THE PROBLEM: Drop the pictures, then extract the listing word for word.

DATA FOR THIS EXERCISE:
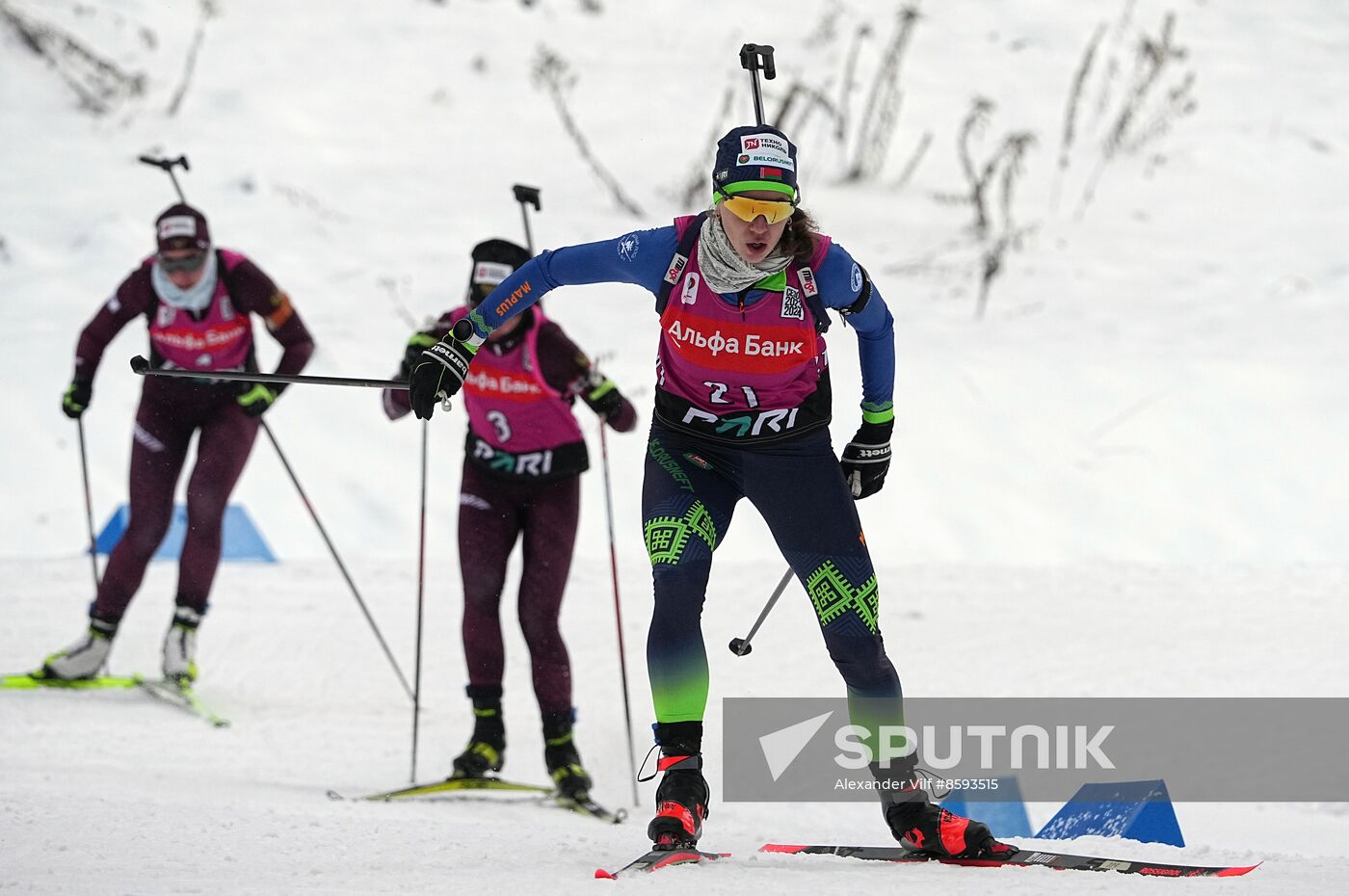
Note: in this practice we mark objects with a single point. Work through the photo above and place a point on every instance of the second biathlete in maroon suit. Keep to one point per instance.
(198, 303)
(522, 461)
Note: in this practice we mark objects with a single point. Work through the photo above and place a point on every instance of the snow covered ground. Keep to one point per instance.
(1146, 427)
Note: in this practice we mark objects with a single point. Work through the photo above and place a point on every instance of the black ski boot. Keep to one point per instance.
(683, 795)
(916, 822)
(486, 751)
(560, 754)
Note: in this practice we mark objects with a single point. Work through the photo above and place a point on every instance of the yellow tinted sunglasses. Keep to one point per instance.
(748, 209)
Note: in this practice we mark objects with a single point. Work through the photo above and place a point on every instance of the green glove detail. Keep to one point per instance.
(256, 400)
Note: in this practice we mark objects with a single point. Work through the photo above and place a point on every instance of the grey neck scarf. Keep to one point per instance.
(191, 300)
(722, 266)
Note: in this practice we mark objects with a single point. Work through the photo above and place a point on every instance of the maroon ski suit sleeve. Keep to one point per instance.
(569, 370)
(128, 302)
(252, 290)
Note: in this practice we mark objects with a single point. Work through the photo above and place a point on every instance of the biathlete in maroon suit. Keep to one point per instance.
(198, 303)
(522, 461)
(742, 410)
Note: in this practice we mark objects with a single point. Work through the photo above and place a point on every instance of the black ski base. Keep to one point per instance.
(658, 858)
(1020, 858)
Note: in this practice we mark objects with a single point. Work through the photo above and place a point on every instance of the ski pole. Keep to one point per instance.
(758, 57)
(341, 567)
(168, 166)
(421, 580)
(526, 196)
(618, 610)
(739, 646)
(93, 545)
(142, 367)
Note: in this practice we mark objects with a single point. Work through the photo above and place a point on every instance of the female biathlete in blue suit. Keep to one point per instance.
(742, 410)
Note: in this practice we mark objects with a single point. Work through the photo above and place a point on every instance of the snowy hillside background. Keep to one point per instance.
(1144, 430)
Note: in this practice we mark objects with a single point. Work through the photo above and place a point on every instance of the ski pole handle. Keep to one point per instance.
(142, 367)
(758, 57)
(528, 196)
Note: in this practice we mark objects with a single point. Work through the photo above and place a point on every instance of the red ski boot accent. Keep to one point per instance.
(931, 829)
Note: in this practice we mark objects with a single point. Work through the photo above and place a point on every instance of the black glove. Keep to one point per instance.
(77, 398)
(867, 459)
(258, 398)
(600, 394)
(418, 343)
(440, 371)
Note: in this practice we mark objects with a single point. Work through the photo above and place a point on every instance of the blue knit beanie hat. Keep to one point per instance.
(754, 157)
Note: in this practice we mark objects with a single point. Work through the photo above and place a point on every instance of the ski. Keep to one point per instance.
(591, 808)
(179, 696)
(658, 858)
(31, 680)
(451, 785)
(1022, 858)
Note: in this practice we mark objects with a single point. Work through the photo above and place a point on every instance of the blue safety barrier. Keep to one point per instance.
(240, 539)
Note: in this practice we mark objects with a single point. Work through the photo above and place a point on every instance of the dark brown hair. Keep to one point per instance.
(799, 236)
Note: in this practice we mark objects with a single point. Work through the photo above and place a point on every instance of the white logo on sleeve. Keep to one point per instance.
(491, 273)
(629, 246)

YOUR SOLUTION:
Note: in this practice we mark objects with a single point. Work through the photo above and place a point on every instance of the second biathlete in maroon suit. Keep to one point per instance.
(198, 303)
(522, 461)
Note: in this practice we mark objects with a single point. Work through the photo above and place a point on every instance of the snow covered ground. Keep to one point per instance.
(1146, 427)
Note: in this practice we mark objects with a single point. Work through the photo above and place a point on every instance of the black ski boot. Keep to one point per instance.
(683, 795)
(916, 822)
(486, 751)
(560, 754)
Note: in this practice we mark objects with a single point. Work through the photo above and place a point on every instance of the yellow tinted sunglasses. Keep to one point per instance.
(748, 209)
Note: in this practice we mark objects with a single point. Work through the photo above and place a point on every instance of the green glove detail. Keep to one point per instance.
(256, 400)
Note: in this practice we mark objects with a single point. Work through the photo above and place a point on every instance of the grey neck scarf. Keep to one point per instance.
(191, 300)
(722, 266)
Note: in this practice we mark objects with a single point. Work through the photo above and place a point on every instance of the maroon ski suit sleeve. Keep to one point per instance.
(569, 370)
(128, 302)
(252, 290)
Note: in this practice we mark objects with a single point. Work through the photo above and place a point on every instance of the biathlete in maroon suit. Keep to one point per instance.
(198, 303)
(522, 461)
(742, 410)
Note: in this practice we mark objects with a single point. Work through the photo above and place a point on every instance of the black ski base. Keep to one point per instance.
(658, 858)
(1020, 858)
Note: in this practice we mark objects with a single point. Work through the photo above and place a point on every instance of the ski pole. Keep to one point per instance.
(758, 57)
(341, 567)
(168, 166)
(421, 580)
(526, 196)
(618, 610)
(739, 646)
(93, 545)
(142, 367)
Note: in this practice we mark objects with a single point. Work through the photo above and place a point on every instance of the female biathlete in blue suit. Keep to one point per instance.
(742, 410)
Note: in this practice we mark objects with a single point. Work through the photo above and place a point on every instance of the snowy hillside background. Keep to one point per instance.
(1144, 430)
Note: in this practice we mark objects with a single point. Work through the photo above and place a point on every instance of the ski pole handle. Keep to one point per instance.
(142, 367)
(758, 57)
(528, 196)
Note: in this practice we mark objects with a single point. Work through the photo above and place a point on every instance of the red ski boot accent. Keep to one point per instance.
(931, 829)
Note: in this practice we mark objects with a single point. Work through the photo above and place a point on every instance of the black glove. Keep to one point per instance.
(77, 398)
(867, 459)
(258, 398)
(600, 394)
(418, 343)
(440, 371)
Note: in this practice we mark objects with a single point. Work through the photo above and place a point on every instance of the blue knit beanie hat. Keep to one point per instance.
(754, 157)
Note: in this practice we mark objects with a single point. Work through the photo above and place a point on every instance of the ski. Keep to one point per instance.
(591, 808)
(179, 696)
(658, 858)
(31, 680)
(451, 785)
(1022, 858)
Note: in this practice we mark objects with a single point. Work through the photo above and place a point on every instance of the blue safety barrier. Keep to one point per instance.
(240, 539)
Note: in this practice we mark objects with a single point. Work through the photo above and place a point on every instance of the dark brown hair. Keep to one point per instance.
(799, 236)
Note: in this practice we mark objects with a single point. Work through the photo above and place a point on every instance of the white logo on sleeve. Keep to one point per instance.
(491, 273)
(629, 246)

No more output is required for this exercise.